- WORK ITEM -
Could the whole of the data below be written out verbatim?

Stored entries
########

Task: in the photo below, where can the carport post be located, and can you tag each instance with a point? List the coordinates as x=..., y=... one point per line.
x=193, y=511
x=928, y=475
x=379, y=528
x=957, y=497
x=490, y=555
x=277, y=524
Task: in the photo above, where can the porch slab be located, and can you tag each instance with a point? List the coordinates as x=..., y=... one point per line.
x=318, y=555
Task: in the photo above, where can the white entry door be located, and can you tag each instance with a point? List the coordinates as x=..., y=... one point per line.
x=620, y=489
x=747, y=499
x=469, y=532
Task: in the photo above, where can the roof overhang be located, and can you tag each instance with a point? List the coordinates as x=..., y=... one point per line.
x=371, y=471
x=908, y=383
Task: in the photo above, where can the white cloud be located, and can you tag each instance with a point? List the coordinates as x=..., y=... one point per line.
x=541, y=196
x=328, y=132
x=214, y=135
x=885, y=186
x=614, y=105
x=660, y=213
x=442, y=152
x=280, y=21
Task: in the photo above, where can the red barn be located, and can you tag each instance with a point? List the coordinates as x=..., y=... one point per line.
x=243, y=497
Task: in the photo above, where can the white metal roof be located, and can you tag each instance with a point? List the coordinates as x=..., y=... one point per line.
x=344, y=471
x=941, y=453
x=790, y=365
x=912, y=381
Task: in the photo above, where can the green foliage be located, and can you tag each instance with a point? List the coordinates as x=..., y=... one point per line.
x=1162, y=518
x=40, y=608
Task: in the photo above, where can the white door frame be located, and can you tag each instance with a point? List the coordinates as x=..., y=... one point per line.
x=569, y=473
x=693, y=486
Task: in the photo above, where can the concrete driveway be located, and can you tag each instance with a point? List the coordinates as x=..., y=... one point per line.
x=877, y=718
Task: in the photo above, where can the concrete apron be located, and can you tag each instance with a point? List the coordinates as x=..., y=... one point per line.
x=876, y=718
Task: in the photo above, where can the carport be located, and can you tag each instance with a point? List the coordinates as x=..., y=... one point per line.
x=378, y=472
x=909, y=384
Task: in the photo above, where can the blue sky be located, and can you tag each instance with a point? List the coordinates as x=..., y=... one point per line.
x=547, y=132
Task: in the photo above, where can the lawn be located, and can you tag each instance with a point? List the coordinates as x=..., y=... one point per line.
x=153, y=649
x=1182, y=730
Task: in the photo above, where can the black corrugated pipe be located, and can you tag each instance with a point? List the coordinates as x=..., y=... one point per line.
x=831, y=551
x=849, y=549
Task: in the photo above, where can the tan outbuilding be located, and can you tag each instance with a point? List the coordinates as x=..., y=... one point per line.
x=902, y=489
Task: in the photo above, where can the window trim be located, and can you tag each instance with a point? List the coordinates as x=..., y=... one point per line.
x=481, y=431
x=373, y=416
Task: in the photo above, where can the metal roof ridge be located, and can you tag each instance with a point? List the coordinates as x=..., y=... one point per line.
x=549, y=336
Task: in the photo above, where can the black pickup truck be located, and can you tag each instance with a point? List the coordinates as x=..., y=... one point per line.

########

- SOLUTION -
Task: in the photo below, where can the carport post be located, and can you tag each instance with a point? List the coordinates as x=..., y=... one point per line.
x=193, y=511
x=928, y=475
x=379, y=528
x=957, y=497
x=490, y=555
x=277, y=524
Task: in the photo above, where can the porch slab be located, and can you tag each instance with a point? List the coordinates as x=..., y=... one point per line.
x=318, y=555
Task: in the photo above, where can the white entry door be located, and can you tag each instance with a point? List the coordinates as x=..., y=... one point per line.
x=620, y=489
x=747, y=499
x=469, y=532
Task: in the photo above, where can the roof overhang be located, and can you tag each instance with a point? List the coordinates as x=..., y=... one point per line.
x=371, y=471
x=908, y=383
Task: in the photo above, where can the white cloud be located, and can you tag each instance with a point? List the coordinates as x=..., y=... one point per line.
x=541, y=196
x=328, y=132
x=214, y=135
x=885, y=186
x=614, y=105
x=660, y=213
x=442, y=152
x=280, y=21
Task: in the photo above, where can the red barn be located, and can you tag each instance with a point? List the coordinates as x=..., y=... one point per line.
x=243, y=497
Task: in the photo above, where can the white metal roof be located, and can you tag each instance with a point? List the coordinates as x=..., y=... one point per line.
x=344, y=471
x=941, y=453
x=790, y=365
x=912, y=381
Task: in the photo above, where can the green foliage be located, and can you tag each instance with a point? List the coordinates as x=..., y=... one point per line.
x=1162, y=518
x=40, y=608
Task: in the photo above, where can the white door frame be located, and can you tag each instance with a point? List the coordinates as x=..., y=... one point per line.
x=569, y=473
x=693, y=486
Task: in the photo above, where can the concrete driveway be located, and can you tag each instance with a point? List the coordinates as x=..., y=... one point per line.
x=877, y=718
Task: in the photo above, where can the concrete apron be located, and can you tag each instance with a point? List the coordinates as x=..., y=... one point per line.
x=876, y=718
Task: in the photo above, where can the carport be located, and can you tag each instance with a point? List the coordinates as x=..., y=... one point per line.
x=378, y=472
x=909, y=384
Task: in the photo above, where can the blue sky be located, and can you tag each instance with a point? List the coordinates as x=..., y=... one point per line.
x=547, y=132
Task: in the photo above, where can the lawn be located, and can you tag each instance with a point? List the coordinates as x=..., y=... one point per line.
x=153, y=649
x=1182, y=730
Task: in the photo above, where can the black corrugated pipe be located, and can you tag each instance with a point? List the coordinates as x=..., y=... one point per line.
x=831, y=551
x=849, y=549
Task: in the photo above, where can the tan outbuilding be located, and can you tag each instance with a point? List the coordinates as x=..., y=... one point per line.
x=902, y=489
Task: in the photo above, where can the window trim be located, and can you tag each instance with a point? List the coordinates as x=..., y=... one point per line.
x=481, y=431
x=373, y=416
Task: in the photo above, where can the metal roof ridge be located, and can you tag each instance with a point? List the coordinates as x=..., y=... one point per line.
x=549, y=336
Task: in the photo above, where can the black pickup truck be located, and can you tag each instance with a point? List the coordinates as x=..., y=... one point per line.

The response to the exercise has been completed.